Dichotomous Thinking: Structure and Agency, Nature and Nurture
There are many basic sociological concepts that we all use to help us explain the dynamics of humans in groups.
Social structure is a core sociological concept that explains how societies (and other entities) take shape and maintain a particular form. Social institutions are part of that structure—institutions like education, politics, families, media, and religion all maintain and challenge societal norms. Those norms (guidelines for expected behaviors) exist to create social order – which is also a primary function of those institutions. Take all those institutions and their impact on norms, add in the actual physical structures in which they exist, and you have many different levels of societal structures that maintain that society.
Families produce and socialize children who are further socialized within religious and educational organizations. Those religious and educational organizations tend to reinforce the societal practices that support the power structure in that society. The media reflects the power dynamics in society and typically reinforces the accepted practices.
While the media (and other institutions) may also challenge the status quo, it’s often co-opted by it. Notice how the Internet can be used to share any information across space and time yet as time passes, it has become more commercialized and its uses have been circumscribed and diminished – and more regulated.
We spend a lot of time in sociology classes talking about how societal structures limit opportunities and life chances for people in disadvantaged positions. We also discuss the societal dysfunctions that occur when the larger structures (institutions) of society don’t work as they should, thus signaling an imbalance that needs correction.
Structures may also propel people to behave in ways that are outside the society’s dominant norms. When a large number of people face barriers, they often create new structures that can help them navigate through or around those barriers. The Underground Railroad that facilitated escape from slavery created networks and communication techniques in the form of quilts (which provided coded directions to freedom) that operated below the surface of the dominant society.
Agency is the flip side of the structure coin. Individuals do have the freedom to act on our own choices. Commonly referred to as free will, it is true that people can make a decision to do something or they may just do it no matter what societal norms had been guiding them. No matter how many norms may exist in a society, people often behave in ways that deviate from those norms. Even when norms are written into the legal code, people break laws. Whatever barriers society may place in the path of people to reinforce the social class or caste system, some people may either break through those systems or operate completely outside them.
People are not robots programmed to perform certain functions, no matter what science fiction says about it. (Donna Haraway has written some fascinating work about cyborgs if you’d like some dense and abstract feminist/post-modern theory to read.) () Even if we do move toward more bionic implants than we could have imagined, whether or not they can control our behavior to be entirely predictable will remain to be seen.

▶ [Written problem a] In the passage on structure and agency, condense the paragraph that begins "Families produce and socialize children" into a shorter version that keeps its main facts.

▶ [Listed entries]
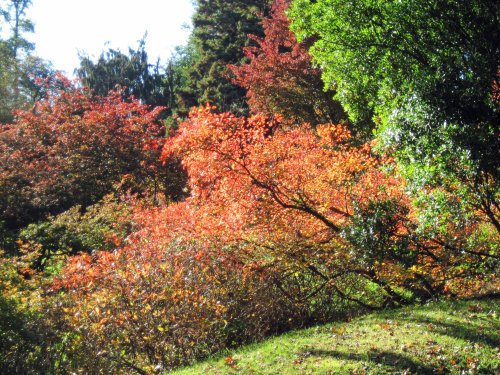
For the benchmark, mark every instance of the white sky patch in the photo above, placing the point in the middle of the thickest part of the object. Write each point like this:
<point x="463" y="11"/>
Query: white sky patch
<point x="65" y="27"/>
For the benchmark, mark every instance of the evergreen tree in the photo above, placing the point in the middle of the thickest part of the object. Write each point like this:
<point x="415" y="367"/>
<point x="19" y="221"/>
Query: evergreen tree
<point x="132" y="72"/>
<point x="220" y="31"/>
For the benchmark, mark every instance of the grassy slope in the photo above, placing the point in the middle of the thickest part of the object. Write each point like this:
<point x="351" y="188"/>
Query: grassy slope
<point x="447" y="337"/>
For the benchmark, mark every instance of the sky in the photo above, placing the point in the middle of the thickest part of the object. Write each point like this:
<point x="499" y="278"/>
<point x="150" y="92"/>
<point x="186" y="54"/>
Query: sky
<point x="63" y="28"/>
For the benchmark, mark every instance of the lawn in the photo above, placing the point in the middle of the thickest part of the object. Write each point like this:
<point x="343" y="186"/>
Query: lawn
<point x="457" y="337"/>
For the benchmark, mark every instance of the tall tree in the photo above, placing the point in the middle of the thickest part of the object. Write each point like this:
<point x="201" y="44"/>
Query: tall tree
<point x="14" y="12"/>
<point x="132" y="72"/>
<point x="425" y="72"/>
<point x="220" y="31"/>
<point x="280" y="78"/>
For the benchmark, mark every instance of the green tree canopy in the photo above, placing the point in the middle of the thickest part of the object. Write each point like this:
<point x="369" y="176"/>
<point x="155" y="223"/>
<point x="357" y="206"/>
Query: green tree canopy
<point x="424" y="70"/>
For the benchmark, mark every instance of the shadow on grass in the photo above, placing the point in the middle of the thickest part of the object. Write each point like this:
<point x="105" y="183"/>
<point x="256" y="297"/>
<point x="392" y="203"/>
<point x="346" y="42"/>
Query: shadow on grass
<point x="398" y="362"/>
<point x="462" y="331"/>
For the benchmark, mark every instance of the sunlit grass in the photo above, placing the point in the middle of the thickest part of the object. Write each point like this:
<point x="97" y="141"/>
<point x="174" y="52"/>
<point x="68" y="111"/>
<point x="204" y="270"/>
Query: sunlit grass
<point x="458" y="337"/>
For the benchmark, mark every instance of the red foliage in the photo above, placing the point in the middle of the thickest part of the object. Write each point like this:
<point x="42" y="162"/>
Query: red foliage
<point x="280" y="78"/>
<point x="281" y="224"/>
<point x="72" y="148"/>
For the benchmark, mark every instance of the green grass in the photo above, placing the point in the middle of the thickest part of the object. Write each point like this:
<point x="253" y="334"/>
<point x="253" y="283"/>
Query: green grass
<point x="457" y="337"/>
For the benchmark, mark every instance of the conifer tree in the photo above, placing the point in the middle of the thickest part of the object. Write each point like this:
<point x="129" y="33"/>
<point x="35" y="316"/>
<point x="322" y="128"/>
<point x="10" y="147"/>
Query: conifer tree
<point x="220" y="32"/>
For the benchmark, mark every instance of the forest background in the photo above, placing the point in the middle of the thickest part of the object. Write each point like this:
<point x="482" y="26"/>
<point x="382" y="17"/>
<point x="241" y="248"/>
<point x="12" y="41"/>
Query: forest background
<point x="295" y="162"/>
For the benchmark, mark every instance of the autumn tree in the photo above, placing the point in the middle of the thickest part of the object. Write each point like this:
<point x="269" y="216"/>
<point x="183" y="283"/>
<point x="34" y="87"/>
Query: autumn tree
<point x="425" y="74"/>
<point x="283" y="225"/>
<point x="279" y="76"/>
<point x="72" y="149"/>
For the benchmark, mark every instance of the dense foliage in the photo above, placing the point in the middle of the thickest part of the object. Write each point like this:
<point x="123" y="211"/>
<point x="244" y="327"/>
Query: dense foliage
<point x="133" y="73"/>
<point x="280" y="78"/>
<point x="220" y="31"/>
<point x="134" y="239"/>
<point x="72" y="149"/>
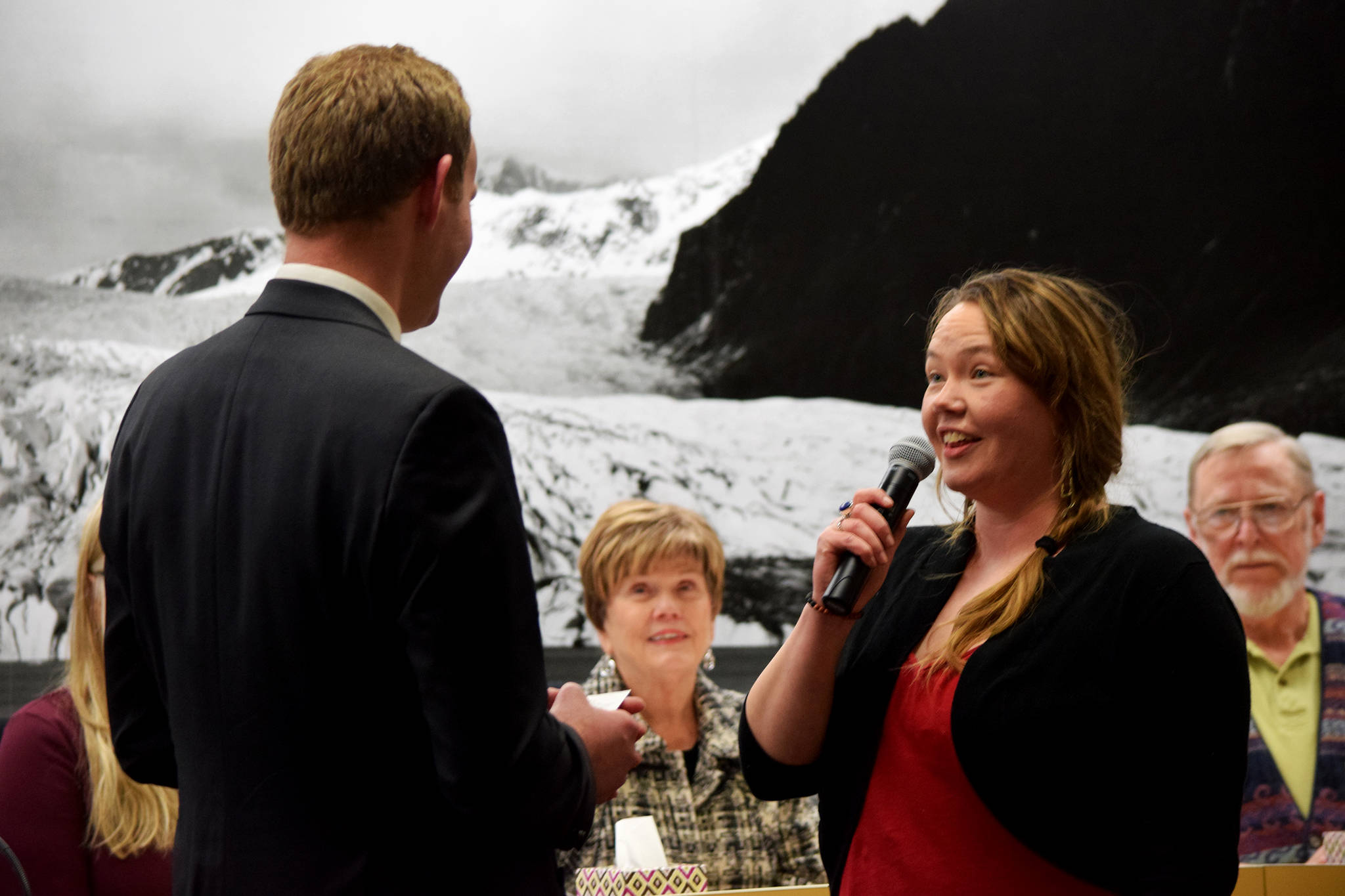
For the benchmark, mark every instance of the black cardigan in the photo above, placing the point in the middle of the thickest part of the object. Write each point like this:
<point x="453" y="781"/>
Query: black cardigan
<point x="1106" y="730"/>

▶ [Written problem b] Lay out part of the records as a Markdown table with the columns Row and Line. Begin with the line containing "For the benchmark, mark every instance of the black" and continue through the last line of the records, giving each line its own numbered row and skipping blank lines.

▶ [Right answer a] Children are socialized by families and then by religious and educational organizations, which tend to reinforce practices that support the society's power structure. The media reflects those power dynamics and typically reinforces accepted practices.

▶ [Right answer b]
| Row | Line |
|---|---|
| 1 | For the benchmark, mark every instance of the black cardigan in the photo above, placing the point in the middle of the thickest part of the object. Write each point like this: |
| 2 | <point x="453" y="781"/> |
| 3 | Query: black cardigan |
| 4 | <point x="1106" y="730"/> |